**TASK PROMPT:** Find the line with "written like (326,125)." in the entries below. Repeat it, every following line, and the line with "written like (190,433).", exactly and with nothing added.

Segment Open

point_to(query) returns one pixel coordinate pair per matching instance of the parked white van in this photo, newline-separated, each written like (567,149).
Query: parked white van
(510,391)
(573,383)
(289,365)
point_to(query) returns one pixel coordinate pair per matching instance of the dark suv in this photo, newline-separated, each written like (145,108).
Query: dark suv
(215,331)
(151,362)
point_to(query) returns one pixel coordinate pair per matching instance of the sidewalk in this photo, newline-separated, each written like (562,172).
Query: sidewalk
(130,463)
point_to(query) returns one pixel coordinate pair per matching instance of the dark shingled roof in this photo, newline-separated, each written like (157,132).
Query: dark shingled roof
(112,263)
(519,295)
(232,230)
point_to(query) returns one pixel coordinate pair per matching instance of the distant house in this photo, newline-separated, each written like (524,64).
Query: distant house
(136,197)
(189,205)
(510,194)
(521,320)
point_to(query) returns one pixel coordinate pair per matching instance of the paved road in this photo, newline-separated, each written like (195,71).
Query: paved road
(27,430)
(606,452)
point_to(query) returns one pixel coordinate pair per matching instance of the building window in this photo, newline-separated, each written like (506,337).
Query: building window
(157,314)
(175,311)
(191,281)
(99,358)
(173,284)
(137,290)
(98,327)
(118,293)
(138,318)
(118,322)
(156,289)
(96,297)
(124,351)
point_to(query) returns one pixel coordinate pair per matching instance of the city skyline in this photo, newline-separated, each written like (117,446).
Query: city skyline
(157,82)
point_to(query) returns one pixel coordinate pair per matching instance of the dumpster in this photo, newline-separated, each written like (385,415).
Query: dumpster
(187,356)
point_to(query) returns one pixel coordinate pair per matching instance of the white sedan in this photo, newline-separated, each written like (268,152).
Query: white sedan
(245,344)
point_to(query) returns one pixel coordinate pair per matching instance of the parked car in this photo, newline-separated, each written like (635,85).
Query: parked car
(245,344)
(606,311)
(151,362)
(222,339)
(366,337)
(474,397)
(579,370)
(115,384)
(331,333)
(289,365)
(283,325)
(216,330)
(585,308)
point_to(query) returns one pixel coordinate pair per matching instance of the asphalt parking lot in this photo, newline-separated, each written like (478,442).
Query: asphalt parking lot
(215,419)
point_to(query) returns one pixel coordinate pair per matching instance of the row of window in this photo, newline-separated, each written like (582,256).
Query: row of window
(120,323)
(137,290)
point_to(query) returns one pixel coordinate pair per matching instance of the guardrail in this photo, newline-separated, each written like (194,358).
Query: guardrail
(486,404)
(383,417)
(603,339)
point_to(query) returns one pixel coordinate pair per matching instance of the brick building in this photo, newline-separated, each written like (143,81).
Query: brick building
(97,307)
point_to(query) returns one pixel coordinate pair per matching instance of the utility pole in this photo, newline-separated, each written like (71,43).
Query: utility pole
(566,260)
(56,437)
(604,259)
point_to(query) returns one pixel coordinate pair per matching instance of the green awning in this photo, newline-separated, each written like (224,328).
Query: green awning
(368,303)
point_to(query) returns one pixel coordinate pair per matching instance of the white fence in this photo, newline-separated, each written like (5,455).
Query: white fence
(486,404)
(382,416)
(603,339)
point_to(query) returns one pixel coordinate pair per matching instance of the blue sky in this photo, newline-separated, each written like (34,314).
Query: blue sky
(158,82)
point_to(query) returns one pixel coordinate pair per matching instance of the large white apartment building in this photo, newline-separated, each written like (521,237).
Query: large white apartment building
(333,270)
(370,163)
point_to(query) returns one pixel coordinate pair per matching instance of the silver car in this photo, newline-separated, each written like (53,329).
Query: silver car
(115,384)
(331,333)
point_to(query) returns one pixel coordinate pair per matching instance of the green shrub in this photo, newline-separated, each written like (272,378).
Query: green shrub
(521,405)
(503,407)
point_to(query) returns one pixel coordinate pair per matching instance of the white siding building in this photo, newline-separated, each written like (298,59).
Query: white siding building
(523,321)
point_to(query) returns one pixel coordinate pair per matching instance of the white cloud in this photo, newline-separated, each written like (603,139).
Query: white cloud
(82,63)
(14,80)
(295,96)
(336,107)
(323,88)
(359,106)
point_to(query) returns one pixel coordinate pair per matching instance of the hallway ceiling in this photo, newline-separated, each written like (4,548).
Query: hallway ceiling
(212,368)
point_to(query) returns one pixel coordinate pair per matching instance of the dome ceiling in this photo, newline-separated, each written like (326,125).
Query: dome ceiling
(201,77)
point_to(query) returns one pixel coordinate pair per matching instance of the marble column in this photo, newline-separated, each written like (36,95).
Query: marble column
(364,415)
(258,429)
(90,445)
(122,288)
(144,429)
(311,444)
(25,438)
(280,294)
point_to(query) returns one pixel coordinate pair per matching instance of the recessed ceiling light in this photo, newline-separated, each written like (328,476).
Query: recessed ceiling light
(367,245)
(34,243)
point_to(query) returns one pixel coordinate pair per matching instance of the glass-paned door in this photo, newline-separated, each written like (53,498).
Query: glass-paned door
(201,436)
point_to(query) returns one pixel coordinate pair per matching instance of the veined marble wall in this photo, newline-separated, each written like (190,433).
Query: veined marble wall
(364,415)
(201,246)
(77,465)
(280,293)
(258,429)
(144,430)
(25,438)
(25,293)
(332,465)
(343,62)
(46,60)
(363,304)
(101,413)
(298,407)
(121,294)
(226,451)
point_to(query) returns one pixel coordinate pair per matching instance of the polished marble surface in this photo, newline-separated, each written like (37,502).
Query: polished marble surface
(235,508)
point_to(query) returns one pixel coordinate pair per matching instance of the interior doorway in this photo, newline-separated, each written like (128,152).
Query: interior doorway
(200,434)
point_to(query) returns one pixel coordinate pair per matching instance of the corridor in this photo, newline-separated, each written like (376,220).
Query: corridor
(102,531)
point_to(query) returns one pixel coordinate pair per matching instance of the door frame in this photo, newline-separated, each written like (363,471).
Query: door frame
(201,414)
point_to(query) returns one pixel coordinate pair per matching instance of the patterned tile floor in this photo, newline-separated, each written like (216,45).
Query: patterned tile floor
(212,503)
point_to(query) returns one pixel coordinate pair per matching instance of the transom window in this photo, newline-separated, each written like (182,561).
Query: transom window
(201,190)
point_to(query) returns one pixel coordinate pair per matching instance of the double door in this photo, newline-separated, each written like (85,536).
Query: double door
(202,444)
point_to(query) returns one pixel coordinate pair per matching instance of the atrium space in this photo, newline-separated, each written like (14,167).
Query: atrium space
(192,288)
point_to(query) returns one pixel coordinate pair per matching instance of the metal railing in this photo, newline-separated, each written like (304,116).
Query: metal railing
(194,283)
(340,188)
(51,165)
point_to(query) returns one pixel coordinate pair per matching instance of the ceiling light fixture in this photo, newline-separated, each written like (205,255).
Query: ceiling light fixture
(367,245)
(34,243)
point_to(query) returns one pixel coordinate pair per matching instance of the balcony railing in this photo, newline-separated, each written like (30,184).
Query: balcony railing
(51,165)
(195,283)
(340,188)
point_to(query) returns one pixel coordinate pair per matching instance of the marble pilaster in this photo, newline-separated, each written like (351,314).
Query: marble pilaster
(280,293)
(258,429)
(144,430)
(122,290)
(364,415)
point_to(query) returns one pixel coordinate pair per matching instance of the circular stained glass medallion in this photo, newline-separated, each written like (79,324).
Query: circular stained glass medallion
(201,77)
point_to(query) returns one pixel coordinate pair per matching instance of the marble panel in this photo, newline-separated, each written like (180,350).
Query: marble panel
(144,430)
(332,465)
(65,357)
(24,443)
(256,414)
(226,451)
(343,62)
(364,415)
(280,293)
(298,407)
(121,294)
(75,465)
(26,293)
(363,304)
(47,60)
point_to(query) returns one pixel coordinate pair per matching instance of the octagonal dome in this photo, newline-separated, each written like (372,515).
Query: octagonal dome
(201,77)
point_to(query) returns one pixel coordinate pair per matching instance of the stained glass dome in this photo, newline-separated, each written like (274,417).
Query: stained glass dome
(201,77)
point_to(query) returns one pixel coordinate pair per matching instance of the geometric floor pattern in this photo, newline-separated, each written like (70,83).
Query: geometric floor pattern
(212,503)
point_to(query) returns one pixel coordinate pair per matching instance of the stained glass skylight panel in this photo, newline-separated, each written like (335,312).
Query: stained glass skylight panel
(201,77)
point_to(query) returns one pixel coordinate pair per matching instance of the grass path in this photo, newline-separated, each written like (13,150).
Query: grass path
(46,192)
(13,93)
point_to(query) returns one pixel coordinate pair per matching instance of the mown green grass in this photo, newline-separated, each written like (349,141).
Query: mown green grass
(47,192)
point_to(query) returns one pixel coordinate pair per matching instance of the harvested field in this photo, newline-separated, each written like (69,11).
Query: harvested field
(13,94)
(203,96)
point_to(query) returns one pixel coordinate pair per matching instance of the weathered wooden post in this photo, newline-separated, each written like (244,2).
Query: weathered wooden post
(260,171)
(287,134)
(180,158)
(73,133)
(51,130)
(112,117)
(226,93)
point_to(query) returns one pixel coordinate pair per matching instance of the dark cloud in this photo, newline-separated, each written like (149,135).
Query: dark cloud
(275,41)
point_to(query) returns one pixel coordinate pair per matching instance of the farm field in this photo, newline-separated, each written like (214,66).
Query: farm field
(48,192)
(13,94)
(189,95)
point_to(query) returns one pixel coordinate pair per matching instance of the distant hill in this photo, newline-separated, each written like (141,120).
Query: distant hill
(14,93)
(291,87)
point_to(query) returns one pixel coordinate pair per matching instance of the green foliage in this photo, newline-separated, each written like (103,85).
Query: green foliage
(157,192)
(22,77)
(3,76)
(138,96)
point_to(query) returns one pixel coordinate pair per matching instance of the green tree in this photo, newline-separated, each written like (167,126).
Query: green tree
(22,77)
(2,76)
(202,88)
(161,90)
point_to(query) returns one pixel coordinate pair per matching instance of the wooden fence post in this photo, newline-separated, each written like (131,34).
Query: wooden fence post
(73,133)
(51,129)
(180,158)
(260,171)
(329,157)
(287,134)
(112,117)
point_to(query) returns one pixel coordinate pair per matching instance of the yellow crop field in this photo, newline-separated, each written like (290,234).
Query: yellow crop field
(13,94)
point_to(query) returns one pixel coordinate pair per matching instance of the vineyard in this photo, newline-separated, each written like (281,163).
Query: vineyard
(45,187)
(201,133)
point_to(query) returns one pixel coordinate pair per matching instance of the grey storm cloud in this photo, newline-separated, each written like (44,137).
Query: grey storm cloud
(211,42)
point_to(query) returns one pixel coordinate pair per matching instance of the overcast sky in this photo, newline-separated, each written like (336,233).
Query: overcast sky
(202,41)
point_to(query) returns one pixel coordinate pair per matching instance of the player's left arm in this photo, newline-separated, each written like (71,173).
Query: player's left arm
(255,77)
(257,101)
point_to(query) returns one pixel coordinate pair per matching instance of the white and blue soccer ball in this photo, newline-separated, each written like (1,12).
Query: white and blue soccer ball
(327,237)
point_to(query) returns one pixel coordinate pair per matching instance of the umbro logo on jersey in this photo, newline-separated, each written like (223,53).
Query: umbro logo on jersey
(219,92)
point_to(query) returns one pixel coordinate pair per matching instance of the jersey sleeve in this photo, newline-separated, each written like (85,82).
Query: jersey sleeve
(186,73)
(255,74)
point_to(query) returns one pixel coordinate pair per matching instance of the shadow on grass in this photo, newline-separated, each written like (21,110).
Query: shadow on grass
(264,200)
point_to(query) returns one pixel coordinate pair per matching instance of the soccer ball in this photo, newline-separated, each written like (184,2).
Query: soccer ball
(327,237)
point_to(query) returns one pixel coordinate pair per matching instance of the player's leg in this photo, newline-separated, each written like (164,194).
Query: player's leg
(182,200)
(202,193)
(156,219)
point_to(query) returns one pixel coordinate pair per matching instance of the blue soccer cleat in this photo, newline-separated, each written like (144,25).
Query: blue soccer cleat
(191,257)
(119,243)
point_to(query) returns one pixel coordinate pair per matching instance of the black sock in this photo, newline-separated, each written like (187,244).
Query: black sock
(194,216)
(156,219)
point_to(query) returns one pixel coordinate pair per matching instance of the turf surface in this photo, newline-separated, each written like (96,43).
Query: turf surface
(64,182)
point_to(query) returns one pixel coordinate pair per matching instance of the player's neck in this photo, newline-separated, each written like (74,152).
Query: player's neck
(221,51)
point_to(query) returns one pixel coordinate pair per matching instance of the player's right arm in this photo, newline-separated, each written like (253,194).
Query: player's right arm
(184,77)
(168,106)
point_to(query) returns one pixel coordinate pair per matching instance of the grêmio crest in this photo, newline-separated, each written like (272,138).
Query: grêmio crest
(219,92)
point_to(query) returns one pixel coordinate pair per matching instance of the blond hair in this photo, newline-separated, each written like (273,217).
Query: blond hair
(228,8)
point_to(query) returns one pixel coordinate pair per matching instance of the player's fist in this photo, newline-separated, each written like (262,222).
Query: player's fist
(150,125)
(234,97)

Segment Closed

**TASK RESULT:**
point_to(query) returns one pixel coordinate pair per matching instance of the dome ceiling in this photo, newline-separated, each written like (326,125).
Query: dome ceiling
(201,77)
point_to(query) returns one pixel coordinate pair per matching instance of the marble column in this photo, newline-separated, each written like (36,95).
Query: marble column
(364,415)
(258,429)
(90,445)
(122,288)
(144,429)
(311,444)
(25,438)
(280,294)
point_to(query) returns one pixel coordinate pair per matching instance of the recessed ceiling light in this photo, newline-separated, each written like (328,476).
Query: recessed ceiling light
(367,245)
(34,243)
point_to(query) returns one pixel coordinate pair per matching instance of the glass-paned door in this photo, newline-separated, each written like (53,498).
Query: glass-paned door
(201,436)
point_to(query) returns one pixel coordinate pair per matching instance of the veined marble wall in this photo, newline-separated, each written like (190,433).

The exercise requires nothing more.